§ **Reading text**

════

My argument went like this: if you look at Murray’s perspective, which I outlined, certain dangers should be obvious. If someone looks both ways before crossing the street, and only goes after he gets the light, then when a drunken driver comes barrelling through the light from the wrong direction, we certainly wouldn’t blame the pedestrian. But if the pedestrian doesn’t look either way and walks against the light, we would certainly say he failed to do his due diligence, whatever the faults of the driver. Murray was staring very intensely at the politically correct crowd, but from his vantage point he had only to turn his head to see other ways his work could be misused.

The companion piece goes into greater detail on what exactly is entailed in a given standpoint and how it makes certain possibilities easier to see than others. But I don’t think the basic idea is all that complicated: Murray believed that our current system encourages us to think people with less than average intelligence are morally deficient. Thus it should have been obvious that some people could both think that and be hostile to political correctness, and so misread his work on different average IQs by group as an indictment of those groups. Murray was too fixated on making political correctness his enemy to do his basic due diligence against a much, much worse group.

════

§ **To be done**
a) Translate this sentence from the passage on Murray into Spanish: "But I don’t think the basic idea is all that complicated: Murray believed that our current system encourages us to think people with less than average intelligence are morally deficient."
b) Transcribe the passage on Murray between "My argument went" and "could be misused.", inclusive.
c) Answer these questions from the passage on Murray:
(i) In the street-crossing example, what does the careful pedestrian wait for before going?
(ii) What was Murray staring at very intensely?
(iii) What does the companion piece go into greater detail on?
The entries that follow are separate material from the passage on Murray.

════

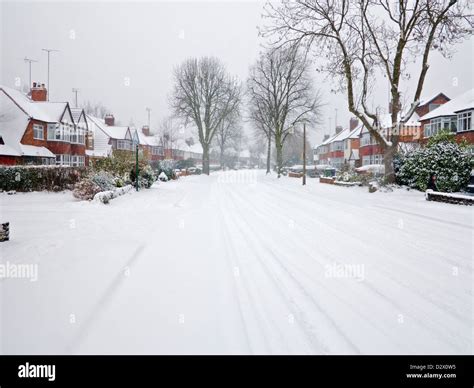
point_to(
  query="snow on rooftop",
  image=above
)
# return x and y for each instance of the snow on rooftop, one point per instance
(49, 112)
(462, 102)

════

§ **Results for the exercise**
a) Pero no creo que la idea básica sea tan complicada: Murray creía que nuestro sistema actual nos anima a pensar que las personas con una inteligencia inferior a la media son moralmente deficientes.

b)
My argument went like this: if you look at Murray’s perspective, which I outlined, certain dangers should be obvious. If someone looks both ways before crossing the street, and only goes after he gets the light, then when a drunken driver comes barrelling through the light from the wrong direction, we certainly wouldn’t blame the pedestrian. But if the pedestrian doesn’t look either way and walks against the light, we would certainly say he failed to do his due diligence, whatever the faults of the driver. Murray was staring very intensely at the politically correct crowd, but from his vantage point he had only to turn his head to see other ways his work could be misused.

c)
(i) The light.
(ii) The politically correct crowd.
(iii) What exactly is entailed in a given standpoint and how it makes certain possibilities easier to see than others.